Pull out every line of the material below that contains the word "polygon" and copy each of those lines unchanged.

----- Listed entries -----

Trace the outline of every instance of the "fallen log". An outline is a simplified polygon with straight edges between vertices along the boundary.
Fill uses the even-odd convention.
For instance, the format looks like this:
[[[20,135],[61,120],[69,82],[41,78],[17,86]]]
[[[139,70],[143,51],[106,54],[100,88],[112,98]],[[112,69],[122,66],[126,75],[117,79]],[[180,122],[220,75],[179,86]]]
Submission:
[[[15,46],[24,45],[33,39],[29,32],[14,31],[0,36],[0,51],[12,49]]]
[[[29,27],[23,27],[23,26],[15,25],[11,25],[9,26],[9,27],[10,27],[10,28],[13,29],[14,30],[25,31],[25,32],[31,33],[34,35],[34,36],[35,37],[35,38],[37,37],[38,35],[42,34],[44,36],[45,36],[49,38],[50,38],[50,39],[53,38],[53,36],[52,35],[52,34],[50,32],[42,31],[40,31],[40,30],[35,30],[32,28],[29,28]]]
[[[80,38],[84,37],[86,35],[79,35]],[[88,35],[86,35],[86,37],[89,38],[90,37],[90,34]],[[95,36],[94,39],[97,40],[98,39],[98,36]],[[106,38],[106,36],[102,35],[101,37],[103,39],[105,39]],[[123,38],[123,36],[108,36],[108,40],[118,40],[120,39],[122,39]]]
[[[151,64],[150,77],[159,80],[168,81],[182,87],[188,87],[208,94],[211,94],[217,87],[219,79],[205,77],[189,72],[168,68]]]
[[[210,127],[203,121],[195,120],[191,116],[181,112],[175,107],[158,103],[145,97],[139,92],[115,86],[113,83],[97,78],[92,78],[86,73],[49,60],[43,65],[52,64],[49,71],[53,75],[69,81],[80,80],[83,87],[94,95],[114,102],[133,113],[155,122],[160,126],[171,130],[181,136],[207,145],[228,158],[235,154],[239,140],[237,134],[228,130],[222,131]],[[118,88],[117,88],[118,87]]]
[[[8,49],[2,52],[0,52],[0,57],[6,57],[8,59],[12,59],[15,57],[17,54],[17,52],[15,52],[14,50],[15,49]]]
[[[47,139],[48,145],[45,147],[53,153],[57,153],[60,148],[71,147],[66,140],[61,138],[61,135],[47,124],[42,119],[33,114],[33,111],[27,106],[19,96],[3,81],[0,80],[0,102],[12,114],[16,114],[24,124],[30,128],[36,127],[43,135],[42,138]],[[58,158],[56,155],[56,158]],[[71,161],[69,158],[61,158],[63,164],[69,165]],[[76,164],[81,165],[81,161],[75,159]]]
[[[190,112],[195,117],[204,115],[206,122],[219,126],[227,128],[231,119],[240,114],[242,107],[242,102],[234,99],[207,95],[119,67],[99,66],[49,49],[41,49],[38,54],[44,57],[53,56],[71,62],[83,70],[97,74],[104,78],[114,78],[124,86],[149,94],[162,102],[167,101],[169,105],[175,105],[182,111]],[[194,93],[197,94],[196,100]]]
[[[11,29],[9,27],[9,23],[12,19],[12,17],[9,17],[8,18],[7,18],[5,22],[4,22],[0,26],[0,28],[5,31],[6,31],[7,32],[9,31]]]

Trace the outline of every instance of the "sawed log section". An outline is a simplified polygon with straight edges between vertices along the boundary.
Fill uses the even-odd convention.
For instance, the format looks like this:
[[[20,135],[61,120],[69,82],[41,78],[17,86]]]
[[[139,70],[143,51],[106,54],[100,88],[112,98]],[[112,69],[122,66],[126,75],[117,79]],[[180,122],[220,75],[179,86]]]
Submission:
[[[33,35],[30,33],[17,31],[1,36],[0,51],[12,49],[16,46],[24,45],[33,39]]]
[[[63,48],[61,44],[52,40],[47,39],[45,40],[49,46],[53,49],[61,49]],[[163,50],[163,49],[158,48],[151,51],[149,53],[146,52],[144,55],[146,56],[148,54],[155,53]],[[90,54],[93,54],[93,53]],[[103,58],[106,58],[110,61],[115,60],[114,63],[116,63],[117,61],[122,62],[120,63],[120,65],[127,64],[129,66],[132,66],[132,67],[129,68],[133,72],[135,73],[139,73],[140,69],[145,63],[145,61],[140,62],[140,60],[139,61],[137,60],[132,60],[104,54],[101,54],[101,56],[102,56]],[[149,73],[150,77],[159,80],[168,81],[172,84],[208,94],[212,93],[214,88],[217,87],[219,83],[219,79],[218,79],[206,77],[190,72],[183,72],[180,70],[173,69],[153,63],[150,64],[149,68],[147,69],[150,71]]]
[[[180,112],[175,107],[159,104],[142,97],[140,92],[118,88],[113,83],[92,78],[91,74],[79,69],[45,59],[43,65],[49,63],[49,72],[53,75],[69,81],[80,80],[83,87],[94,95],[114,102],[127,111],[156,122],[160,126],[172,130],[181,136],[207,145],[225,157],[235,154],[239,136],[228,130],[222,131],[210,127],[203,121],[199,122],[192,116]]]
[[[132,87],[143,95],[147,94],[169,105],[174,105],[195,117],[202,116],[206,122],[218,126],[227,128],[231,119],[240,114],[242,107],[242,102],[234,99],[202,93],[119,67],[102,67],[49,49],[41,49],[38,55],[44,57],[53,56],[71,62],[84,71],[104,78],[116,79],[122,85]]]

-----

Final result
Trace the outline of every instance of the "fallen log". An outline is a simplified polygon with straight edges between vertices along the boundary.
Trace the outline of every instance of the "sawed log section". An outline is a simplified polygon with straight edges between vertices along the boundary.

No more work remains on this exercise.